EXERCISE DIRECTIONS:
Can you reproduce all of the records below, changing every "each instance" to "every instance" and leaving everything else as it is?

===

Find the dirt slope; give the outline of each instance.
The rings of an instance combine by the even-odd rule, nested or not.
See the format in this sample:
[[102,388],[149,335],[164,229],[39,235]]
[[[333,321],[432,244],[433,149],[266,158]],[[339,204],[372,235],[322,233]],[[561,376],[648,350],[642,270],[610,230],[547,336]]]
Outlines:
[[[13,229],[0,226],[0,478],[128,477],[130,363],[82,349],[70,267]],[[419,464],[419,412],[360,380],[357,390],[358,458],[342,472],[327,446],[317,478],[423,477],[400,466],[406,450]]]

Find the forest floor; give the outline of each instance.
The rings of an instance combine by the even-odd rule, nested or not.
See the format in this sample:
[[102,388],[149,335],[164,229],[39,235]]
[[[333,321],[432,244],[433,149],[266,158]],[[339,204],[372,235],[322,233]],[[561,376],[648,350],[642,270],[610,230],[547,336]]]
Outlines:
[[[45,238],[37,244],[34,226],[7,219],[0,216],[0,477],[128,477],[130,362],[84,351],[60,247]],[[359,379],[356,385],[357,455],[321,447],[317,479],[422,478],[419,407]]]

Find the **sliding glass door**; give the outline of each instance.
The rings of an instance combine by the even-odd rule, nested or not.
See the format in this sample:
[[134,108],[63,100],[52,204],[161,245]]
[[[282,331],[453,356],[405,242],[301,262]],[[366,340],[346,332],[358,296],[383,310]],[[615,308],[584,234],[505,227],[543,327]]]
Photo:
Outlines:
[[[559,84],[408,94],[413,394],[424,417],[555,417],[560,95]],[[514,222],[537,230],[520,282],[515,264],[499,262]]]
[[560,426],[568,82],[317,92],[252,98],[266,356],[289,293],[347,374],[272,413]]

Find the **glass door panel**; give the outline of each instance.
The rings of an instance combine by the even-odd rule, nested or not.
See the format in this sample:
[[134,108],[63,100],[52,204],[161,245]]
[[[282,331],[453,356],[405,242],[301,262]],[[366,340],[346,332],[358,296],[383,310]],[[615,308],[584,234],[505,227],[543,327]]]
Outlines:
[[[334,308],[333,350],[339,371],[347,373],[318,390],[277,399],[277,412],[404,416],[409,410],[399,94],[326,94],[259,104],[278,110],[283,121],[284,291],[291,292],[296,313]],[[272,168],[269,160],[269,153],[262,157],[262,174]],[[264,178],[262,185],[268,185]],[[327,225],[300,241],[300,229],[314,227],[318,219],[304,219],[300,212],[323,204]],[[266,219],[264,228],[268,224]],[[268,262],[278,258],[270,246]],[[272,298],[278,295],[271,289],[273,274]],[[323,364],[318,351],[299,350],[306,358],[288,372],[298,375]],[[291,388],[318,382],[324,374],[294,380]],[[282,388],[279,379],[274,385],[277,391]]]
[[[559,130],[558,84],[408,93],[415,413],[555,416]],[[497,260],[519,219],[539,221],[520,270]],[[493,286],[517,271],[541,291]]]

===

TASK OUTPUT:
Find the dirt slope; give the outline of every instance.
The rings of an instance combine by the even-odd rule, nested or not.
See the format in this sample:
[[102,388],[149,335],[164,229],[39,235]]
[[[333,321],[432,244],[433,149],[266,158]],[[339,204],[372,235],[322,233]],[[561,376],[648,350],[642,270],[610,230],[547,336]]]
Outlines:
[[[13,229],[0,226],[0,478],[128,477],[130,363],[82,349],[70,267]],[[419,464],[419,412],[360,380],[357,390],[358,458],[342,472],[327,446],[317,478],[423,477],[400,466],[406,450]]]

Find the forest floor; give the outline of every instance.
The rings of an instance combine by the even-odd rule, nested or not.
See the format in this sample:
[[102,388],[149,335],[164,229],[39,235]]
[[[333,321],[432,244],[433,149],[266,158]],[[339,204],[372,235],[322,233]],[[561,376],[648,350],[642,270],[610,230],[547,336]]]
Outlines:
[[[45,238],[37,244],[34,226],[7,219],[0,216],[0,477],[128,477],[130,362],[84,351],[60,247]],[[359,379],[356,385],[357,455],[321,447],[317,479],[422,478],[419,407]]]

Find the **sliding glass door**; give the outline of every instance.
The rings of an instance combine by the even-odd rule, nested or not.
See the format in this sample:
[[134,108],[63,100],[52,204],[161,245]]
[[[282,331],[453,356],[405,242],[301,262]],[[366,340],[346,332],[358,296],[383,310]],[[615,308],[584,234],[505,227],[543,327]]]
Photo:
Outlines:
[[[559,84],[408,94],[413,394],[424,417],[555,417],[560,95]],[[514,222],[537,230],[520,282],[515,264],[499,262]]]
[[560,426],[568,82],[317,92],[252,98],[266,356],[289,293],[347,374],[272,413]]

Find the **glass door panel**; give the outline of every instance.
The rings of an instance combine by the even-odd rule, nested or not.
See the format in this sample:
[[134,108],[63,100],[52,204],[161,245]]
[[[282,331],[453,356],[405,242],[301,262]],[[366,340],[346,332],[358,296],[383,310]],[[615,308],[584,234],[505,227],[543,327]]]
Outlines:
[[[334,308],[333,350],[339,371],[347,373],[318,390],[277,399],[277,412],[404,416],[409,410],[399,94],[326,94],[259,104],[278,110],[283,121],[284,291],[291,292],[296,313]],[[272,168],[269,160],[269,153],[262,157],[262,174]],[[264,178],[262,185],[268,185]],[[327,225],[300,241],[300,229],[314,227],[318,219],[304,219],[300,212],[323,204]],[[266,219],[264,228],[268,224]],[[268,262],[278,258],[270,246]],[[272,298],[278,295],[271,289],[273,274]],[[323,364],[318,351],[299,350],[306,358],[288,372],[298,375]],[[291,388],[318,382],[324,374],[294,380]],[[282,388],[279,379],[274,385],[277,391]]]
[[[559,130],[558,84],[408,93],[415,413],[555,416]],[[497,260],[519,219],[539,221],[520,270]],[[493,286],[517,271],[541,291]]]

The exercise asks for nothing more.